Task details
Count the lines in the items below that contain the string "serrated", treating uppercase and lowercase as different, and give only the number.

Segmentation annotation items:
********************
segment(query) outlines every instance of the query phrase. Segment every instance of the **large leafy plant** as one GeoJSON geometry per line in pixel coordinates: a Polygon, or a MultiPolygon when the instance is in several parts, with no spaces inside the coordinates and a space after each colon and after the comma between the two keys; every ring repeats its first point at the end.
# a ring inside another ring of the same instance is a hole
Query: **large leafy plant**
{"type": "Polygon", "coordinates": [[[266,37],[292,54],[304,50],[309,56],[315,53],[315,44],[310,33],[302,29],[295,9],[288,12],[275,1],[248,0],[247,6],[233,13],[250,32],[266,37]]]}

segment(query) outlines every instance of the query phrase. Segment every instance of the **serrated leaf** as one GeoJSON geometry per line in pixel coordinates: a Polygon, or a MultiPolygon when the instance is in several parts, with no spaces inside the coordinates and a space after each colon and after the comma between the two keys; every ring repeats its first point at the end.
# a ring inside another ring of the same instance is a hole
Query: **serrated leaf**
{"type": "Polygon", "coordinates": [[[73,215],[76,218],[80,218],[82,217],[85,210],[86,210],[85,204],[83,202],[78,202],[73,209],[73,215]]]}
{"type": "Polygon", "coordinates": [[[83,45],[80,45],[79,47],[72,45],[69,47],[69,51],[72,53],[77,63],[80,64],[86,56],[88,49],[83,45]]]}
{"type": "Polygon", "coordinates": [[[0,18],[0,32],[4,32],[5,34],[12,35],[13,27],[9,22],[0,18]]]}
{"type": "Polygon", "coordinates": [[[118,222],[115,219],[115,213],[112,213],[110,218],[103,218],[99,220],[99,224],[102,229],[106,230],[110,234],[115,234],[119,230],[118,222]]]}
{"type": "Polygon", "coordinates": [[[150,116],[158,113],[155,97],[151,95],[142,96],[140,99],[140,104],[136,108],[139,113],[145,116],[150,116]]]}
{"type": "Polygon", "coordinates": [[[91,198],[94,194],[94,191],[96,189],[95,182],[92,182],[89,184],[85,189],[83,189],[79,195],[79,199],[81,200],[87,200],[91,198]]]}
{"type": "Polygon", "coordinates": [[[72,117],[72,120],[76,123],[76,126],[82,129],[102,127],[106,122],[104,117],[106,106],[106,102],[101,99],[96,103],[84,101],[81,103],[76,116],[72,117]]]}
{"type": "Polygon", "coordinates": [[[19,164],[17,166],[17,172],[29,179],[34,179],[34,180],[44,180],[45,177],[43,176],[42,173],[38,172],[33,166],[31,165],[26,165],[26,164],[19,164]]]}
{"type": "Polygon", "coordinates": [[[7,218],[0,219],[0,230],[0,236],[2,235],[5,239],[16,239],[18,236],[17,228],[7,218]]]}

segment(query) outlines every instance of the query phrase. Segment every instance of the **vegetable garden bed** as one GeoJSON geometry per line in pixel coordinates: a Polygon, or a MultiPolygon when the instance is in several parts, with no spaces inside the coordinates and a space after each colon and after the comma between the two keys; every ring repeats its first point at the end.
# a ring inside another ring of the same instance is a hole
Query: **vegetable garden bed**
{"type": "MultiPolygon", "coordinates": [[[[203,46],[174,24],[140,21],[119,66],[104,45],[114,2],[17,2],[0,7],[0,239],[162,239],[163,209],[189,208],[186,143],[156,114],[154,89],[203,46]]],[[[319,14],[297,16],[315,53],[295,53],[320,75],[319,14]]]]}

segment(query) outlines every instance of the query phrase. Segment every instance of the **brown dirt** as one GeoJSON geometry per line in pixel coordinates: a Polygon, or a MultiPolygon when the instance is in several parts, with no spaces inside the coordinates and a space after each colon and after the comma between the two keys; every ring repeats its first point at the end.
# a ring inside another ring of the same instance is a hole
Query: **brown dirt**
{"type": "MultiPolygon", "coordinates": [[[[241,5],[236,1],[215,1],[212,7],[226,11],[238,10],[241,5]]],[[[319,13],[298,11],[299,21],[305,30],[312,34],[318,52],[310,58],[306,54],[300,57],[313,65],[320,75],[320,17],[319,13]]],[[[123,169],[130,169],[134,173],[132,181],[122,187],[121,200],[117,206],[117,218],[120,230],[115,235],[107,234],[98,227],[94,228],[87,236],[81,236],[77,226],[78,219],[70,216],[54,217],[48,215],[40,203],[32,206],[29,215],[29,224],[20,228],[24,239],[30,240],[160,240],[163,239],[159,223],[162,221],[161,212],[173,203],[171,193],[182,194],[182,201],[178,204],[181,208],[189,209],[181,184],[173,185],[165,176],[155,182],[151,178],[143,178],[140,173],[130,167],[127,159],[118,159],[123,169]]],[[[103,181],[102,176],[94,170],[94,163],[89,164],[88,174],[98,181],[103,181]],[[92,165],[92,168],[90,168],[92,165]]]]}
********************
Correct result
2